**Problem**: In the text about the ferry below, what did BC Ferries pay for the ship on August 30, 2017?

**Text block**:
In October 2007 she was acquired by a Swedish company, Orvelin Group, and renamed Mr. Shoppy One. During this period she shuttled across the Skagerrak, between Strömstad, Sweden and Tønsberg, Norway, and on Mondays between Strömstad and Skagen, Denmark. The motivation of her Norwegian passengers was to buy liquor and other goods in Sweden, where taxes were lower, and then sail home. Norwegian customs authorities resisted the loss of tax revenue and fined Overlin Group SEK9 million. Overlin's countersuit failed and the ship was laid up in Gothenburg in 2009.

On April 28, 2011 the ship was sold to Orveline Hellenic Shipping Company of Piraeus. The company executed a five-year bareboat charter agreement with NEL Lines which renamed the ship Aqua Spirit. She departed Gothenburg on June 14, 2014 for her new assignment. She returned to Greece and served as a ferry in the Cyclades in the Aegean Sea. She was idled when NEL Lines went bankrupt in 2015. In February 2016 she was chartered to Seajets and continued her service among the Cyclades.

== British Columbia service ==

BC Ferries provided direct Bella Coola - Port Hardy service using until 2013 when it was cancelled by the provincial government due to steep financial losses on the route. The minister of transportation at the time reported that British Columbia taxpayers paid a $2,500 subsidy for each vehicle on the ferry. Tourism operators were hurt by the cancellation and put pressure on the government to restore service. During the 2017 provincial election campaign, Premier Christy Clark promised to restore the service in 2018.

The premier's short timeframe ruled out building a new ship. After a global search, BC Ferries identified Aqua Spirit, then 17 years old, as its best choice. On August 30, 2017, she was acquired for CAD$12.6 million. BC Ferries renamed the ship Northern Sea Wolf after a process of community engagement. The name honors a First Nations legend that the sea wolf is a manifestation of the orca. After dry-docking in Malta, the ship sailed to Esquimalt, British Columbia via the Panama Canal. The voyage took 35 days with fuel stops in the Canary Islands, Antigua, Panama, and Manzanillo.

**Dataset content**:
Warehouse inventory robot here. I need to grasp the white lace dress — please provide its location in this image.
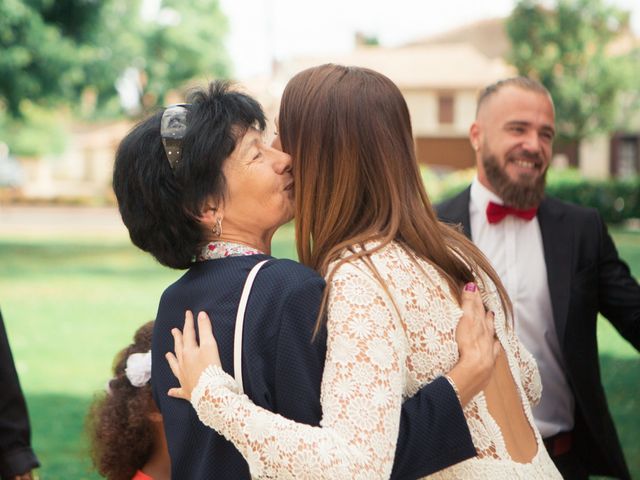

**Problem solution**: CAD$12.6 million